-- TASK DESCRIPTION --
Restate the passage on Girard and the Cross, starting at the words "Can the sacrificial" and stopping after "proclaim his innocence.", with "blaming the victim" put in place of "scapegoating".

Can the sacrificial language of the New Testament and the theology of the Cross, so prominent in Paul, be decoded and re-understood as a negation of all violence in religious myth and ritual? The Girardian interpretation of Job is that here is a man who said no to scapegoating. His friends gather around and tell him, “Curse God and die.” But Job refuses to die and continues to proclaim his innocence.

In line with Girard’s challenge, I asked my Pauline Seminar, “Did Christ come to die on the Cross?” What of Gandhi and Martin Luther King, were they willing martyrs or did they pay good money for guards? My seminary students were divided on the topic of vicarious suffering and atonement. Most respect theology’s traditional answer that it was in the will of God that Christ should suffer and redeem some favored individuals. This answer, however, is being repudiated today by prominent theologians, both Catholic and Protestant.

(Records from a collection)
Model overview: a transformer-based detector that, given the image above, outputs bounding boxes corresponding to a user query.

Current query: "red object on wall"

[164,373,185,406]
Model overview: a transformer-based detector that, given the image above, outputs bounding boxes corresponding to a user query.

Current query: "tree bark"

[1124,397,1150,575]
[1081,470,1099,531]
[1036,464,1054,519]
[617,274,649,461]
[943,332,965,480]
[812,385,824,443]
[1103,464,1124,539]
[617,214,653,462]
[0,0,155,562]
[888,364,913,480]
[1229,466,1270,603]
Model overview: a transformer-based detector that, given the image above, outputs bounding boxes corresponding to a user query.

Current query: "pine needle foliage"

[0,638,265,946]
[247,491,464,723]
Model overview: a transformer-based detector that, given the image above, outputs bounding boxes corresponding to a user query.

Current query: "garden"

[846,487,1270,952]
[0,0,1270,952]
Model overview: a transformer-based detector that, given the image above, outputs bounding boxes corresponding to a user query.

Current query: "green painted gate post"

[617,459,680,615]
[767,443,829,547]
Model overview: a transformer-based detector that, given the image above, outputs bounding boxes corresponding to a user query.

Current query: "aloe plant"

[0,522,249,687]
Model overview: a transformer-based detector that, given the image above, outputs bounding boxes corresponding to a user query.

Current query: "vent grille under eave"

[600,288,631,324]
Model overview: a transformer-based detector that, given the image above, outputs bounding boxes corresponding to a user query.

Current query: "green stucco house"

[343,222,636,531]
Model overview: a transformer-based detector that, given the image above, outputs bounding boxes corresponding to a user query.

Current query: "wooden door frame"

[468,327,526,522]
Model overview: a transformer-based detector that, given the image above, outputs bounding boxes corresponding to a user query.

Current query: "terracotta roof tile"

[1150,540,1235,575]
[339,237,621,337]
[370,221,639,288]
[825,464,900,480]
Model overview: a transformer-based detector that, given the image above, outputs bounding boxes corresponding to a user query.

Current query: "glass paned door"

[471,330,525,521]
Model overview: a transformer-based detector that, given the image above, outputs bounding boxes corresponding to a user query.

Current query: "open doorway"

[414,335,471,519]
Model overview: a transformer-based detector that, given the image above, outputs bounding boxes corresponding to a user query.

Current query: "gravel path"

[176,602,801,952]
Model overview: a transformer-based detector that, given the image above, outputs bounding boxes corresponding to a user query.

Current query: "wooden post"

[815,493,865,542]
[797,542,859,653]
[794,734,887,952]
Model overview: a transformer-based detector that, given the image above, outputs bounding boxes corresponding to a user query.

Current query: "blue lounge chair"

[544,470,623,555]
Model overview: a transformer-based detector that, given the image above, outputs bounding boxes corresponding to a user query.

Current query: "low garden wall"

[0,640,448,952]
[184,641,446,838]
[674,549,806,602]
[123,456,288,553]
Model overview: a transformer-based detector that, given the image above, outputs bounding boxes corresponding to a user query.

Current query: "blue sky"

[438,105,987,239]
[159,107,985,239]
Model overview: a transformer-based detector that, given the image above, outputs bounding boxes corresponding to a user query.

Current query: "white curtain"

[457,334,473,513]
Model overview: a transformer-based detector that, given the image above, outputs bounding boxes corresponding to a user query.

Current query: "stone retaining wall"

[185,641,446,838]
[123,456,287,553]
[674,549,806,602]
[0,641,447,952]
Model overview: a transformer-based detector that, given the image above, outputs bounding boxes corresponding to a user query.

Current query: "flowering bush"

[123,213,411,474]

-- TASK RESPONSE --
Can the sacrificial language of the New Testament and the theology of the Cross, so prominent in Paul, be decoded and re-understood as a negation of all violence in religious myth and ritual? The Girardian interpretation of Job is that here is a man who said no to blaming the victim. His friends gather around and tell him, “Curse God and die.” But Job refuses to die and continues to proclaim his innocence.